= TEXTE PROPOSÉ =

Les abbayes cisterciennes de Provence

Sénanque, Silvacane et Thoronet, les trois soeurs de Provence...

Nichées au plus secret de l'arrière-pays provençal, les trois soeurs cisterciennes s'offrent comme à regret au visiteur venu troubler la solitude de leur retraite. Elles incarnent une toute autre Provence que celle des plages, des calanques, des vergers et des cités majestueuses qui attirent les foules. Cette Provence est celle des vallons ombragés et de la pierre sauvage, des ruisseaux cachés et des sources mystiques.

L'aventure cistercienne

En cette fin de XIème siècle, les moines clunisiens règnent en seigneurs sur plus de 1200 abbayes réparties dans toute l'Europe, rendant leur propre justice et accumulant d'outrageuses richesses.
Les églises aux proportions et aux ornements démesurés, démonstratives et grandioses, ignorent la misère des fidèles, tandis que les moines enrichis montrent peu de goût pour le travail de la terre, et préfèrent s'investir dans les affaires politiques de leur temps. Alors même qu'en parallèle des ordres guerriers, comme les Templiers, se développent, certains jugent urgent de renouer avec la pauvreté et l'humilité des premiers Chrétiens.

= CONSIGNES =
1. Reproduisez le passage du texte sur les abbayes cisterciennes qui va de "Les églises aux" à "des premiers Chrétiens.", ces deux limites comprises.
2. D'après le texte sur les abbayes cisterciennes, sur combien d'abbayes les moines clunisiens règnent-ils à la fin du XIe siècle ?
3. Pour chaque affirmation, indiquez si elle concorde avec le texte sur les abbayes cisterciennes, puis citez les mots du texte qui tranchent. (a) Les trois abbayes se trouvent au bord de la mer. (b) Les moines clunisiens rendent leur propre justice. (c) Les moines enrichis aiment travailler la terre.

= MATÉRIEL FOURNI =
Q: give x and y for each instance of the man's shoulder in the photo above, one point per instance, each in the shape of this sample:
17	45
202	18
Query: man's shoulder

= RÉPONSES FINALES =
1.
Les églises aux proportions et aux ornements démesurés, démonstratives et grandioses, ignorent la misère des fidèles, tandis que les moines enrichis montrent peu de goût pour le travail de la terre, et préfèrent s'investir dans les affaires politiques de leur temps. Alors même qu'en parallèle des ordres guerriers, comme les Templiers, se développent, certains jugent urgent de renouer avec la pauvreté et l'humilité des premiers Chrétiens.

2. Sur plus de 1200 abbayes réparties dans toute l'Europe.

3.
(a) Non : « Nichées au plus secret de l'arrière-pays provençal ».
(b) Oui : « rendant leur propre justice ».
(c) Non : « montrent peu de goût pour le travail de la terre ».